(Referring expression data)

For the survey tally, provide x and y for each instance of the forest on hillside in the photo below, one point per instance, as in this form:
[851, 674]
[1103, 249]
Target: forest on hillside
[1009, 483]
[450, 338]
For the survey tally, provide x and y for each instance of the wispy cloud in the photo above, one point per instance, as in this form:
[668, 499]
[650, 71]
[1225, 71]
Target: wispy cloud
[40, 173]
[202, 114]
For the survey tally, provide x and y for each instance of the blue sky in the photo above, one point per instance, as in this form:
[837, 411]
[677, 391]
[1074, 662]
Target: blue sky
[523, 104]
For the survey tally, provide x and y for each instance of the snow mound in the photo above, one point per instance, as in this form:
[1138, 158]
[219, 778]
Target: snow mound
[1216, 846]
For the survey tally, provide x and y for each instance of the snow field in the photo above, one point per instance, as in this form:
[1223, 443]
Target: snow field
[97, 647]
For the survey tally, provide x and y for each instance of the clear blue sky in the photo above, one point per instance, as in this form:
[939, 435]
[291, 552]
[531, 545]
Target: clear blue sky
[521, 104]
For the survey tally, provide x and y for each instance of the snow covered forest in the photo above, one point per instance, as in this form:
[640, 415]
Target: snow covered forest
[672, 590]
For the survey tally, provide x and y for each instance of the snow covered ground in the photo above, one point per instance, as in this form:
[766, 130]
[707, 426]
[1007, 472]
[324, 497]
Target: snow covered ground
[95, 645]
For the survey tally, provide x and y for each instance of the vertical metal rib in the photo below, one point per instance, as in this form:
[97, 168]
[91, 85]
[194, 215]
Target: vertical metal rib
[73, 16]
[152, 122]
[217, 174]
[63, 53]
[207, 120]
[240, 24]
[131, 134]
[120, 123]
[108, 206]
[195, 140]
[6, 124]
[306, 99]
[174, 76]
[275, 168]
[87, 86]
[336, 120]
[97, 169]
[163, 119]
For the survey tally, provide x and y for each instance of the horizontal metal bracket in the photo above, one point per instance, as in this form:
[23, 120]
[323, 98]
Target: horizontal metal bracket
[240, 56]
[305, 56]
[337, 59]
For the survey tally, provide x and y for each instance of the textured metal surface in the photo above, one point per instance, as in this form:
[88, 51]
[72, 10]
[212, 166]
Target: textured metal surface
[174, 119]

— What you should do —
Beginning with the opening line above, retype the records exactly through the line with "the snow field", both ends included.

— Exercise response —
For the survey tally, provide x and y for each instance of the forest on hillside in the photo below, one point per instance, as in this form:
[851, 674]
[1103, 249]
Target: forest on hillside
[1009, 483]
[450, 338]
For the survey tally, provide x and y for each instance of the wispy cloud in the photo above, one point per instance, as in this form:
[668, 499]
[650, 71]
[1225, 71]
Target: wispy cloud
[40, 173]
[202, 114]
For the survey tally, provide x and y for each instance of the blue sky in the photo above, one point per instance, as in this form:
[837, 411]
[677, 391]
[1074, 662]
Target: blue sky
[523, 104]
For the survey tally, provide x and y for each instance of the snow mound in the photo above, one point per instance, as in this form:
[1138, 158]
[219, 778]
Target: snow mound
[1216, 846]
For the survey tally, provide x and y for each instance of the snow field in the photo above, one point per instance, as in this form:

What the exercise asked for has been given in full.